[Annotated coordinate records]
• • •

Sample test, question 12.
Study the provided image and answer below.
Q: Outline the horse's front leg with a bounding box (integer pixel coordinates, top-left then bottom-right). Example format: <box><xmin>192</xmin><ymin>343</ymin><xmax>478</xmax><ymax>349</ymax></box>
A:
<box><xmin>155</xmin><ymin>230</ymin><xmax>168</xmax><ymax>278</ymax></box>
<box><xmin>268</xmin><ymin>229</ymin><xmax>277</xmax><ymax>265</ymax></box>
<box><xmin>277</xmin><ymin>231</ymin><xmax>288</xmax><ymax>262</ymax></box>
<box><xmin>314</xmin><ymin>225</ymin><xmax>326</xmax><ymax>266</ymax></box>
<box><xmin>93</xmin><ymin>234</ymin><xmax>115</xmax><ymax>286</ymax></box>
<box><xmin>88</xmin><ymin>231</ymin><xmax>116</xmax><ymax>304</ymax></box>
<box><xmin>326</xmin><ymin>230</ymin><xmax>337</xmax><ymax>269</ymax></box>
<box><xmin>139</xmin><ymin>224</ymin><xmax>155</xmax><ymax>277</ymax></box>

• • •

**To do:** Could you turn all the records above into a numbered list with one line per item and no blank lines?

**Exercise response:**
1. Sample test, question 12.
2. Study the provided image and answer below.
3. Q: Outline the horse's front leg with a bounding box (integer pixel coordinates, top-left then bottom-right). Example format: <box><xmin>192</xmin><ymin>343</ymin><xmax>478</xmax><ymax>349</ymax></box>
4. A:
5. <box><xmin>155</xmin><ymin>230</ymin><xmax>168</xmax><ymax>278</ymax></box>
6. <box><xmin>268</xmin><ymin>229</ymin><xmax>277</xmax><ymax>265</ymax></box>
7. <box><xmin>277</xmin><ymin>231</ymin><xmax>288</xmax><ymax>262</ymax></box>
8. <box><xmin>314</xmin><ymin>225</ymin><xmax>326</xmax><ymax>266</ymax></box>
9. <box><xmin>93</xmin><ymin>234</ymin><xmax>115</xmax><ymax>286</ymax></box>
10. <box><xmin>88</xmin><ymin>231</ymin><xmax>116</xmax><ymax>304</ymax></box>
11. <box><xmin>326</xmin><ymin>230</ymin><xmax>337</xmax><ymax>269</ymax></box>
12. <box><xmin>139</xmin><ymin>224</ymin><xmax>155</xmax><ymax>277</ymax></box>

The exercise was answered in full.